## Selected passage
::::::::

Issue: 2. (February)

First Page: 427

Last Page: 428

Title: Regional Stratigraphy and History of Ouachita Mountain Area: ABSTRACT

Author(s): Lewis M. Cline

Article Type: Meeting abstract

Abstract:

C. W. Tomlinson and the writer began a cooperative study of the Stanley-Jackfork-Johns Valley-Atoka stratigraphic sequence in the Ouachita province of southeastern Oklahoma in June, 1953. Although the work is still in progress, it is advanced enough to permit some conclusions.

::::::::

## Data excerpts
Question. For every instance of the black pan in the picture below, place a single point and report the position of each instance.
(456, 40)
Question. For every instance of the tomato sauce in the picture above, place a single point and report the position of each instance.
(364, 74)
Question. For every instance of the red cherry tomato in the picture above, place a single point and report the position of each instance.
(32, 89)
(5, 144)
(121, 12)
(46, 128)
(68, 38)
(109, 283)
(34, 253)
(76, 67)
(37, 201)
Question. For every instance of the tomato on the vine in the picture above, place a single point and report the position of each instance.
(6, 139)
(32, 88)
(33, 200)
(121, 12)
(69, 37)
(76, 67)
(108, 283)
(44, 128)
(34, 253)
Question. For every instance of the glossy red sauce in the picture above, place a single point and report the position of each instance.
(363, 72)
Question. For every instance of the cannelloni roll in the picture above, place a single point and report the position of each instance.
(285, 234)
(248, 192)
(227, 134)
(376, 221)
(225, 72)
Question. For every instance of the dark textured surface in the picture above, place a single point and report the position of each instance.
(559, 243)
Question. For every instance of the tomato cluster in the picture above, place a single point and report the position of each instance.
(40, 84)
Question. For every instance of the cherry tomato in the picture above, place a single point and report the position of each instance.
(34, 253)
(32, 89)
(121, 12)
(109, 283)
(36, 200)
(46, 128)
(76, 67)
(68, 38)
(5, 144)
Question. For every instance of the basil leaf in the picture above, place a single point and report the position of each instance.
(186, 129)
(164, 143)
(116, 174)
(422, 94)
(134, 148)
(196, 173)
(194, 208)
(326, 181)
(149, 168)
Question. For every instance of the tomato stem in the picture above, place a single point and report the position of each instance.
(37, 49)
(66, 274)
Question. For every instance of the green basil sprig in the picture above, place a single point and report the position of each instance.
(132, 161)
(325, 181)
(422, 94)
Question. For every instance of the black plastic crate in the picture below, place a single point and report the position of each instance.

::::::::

## Task instructions
**A.** According to the Ouachita Mountain abstract, in what month and year did the cooperative study begin?
**B.** Return the Ouachita Mountain abstract word for word, from "C. W. Tomlinson" up to and including "permit some conclusions.".

## Results for each task
**A.** June, 1953

**B.**
C. W. Tomlinson and the writer began a cooperative study of the Stanley-Jackfork-Johns Valley-Atoka stratigraphic sequence in the Ouachita province of southeastern Oklahoma in June, 1953. Although the work is still in progress, it is advanced enough to permit some conclusions.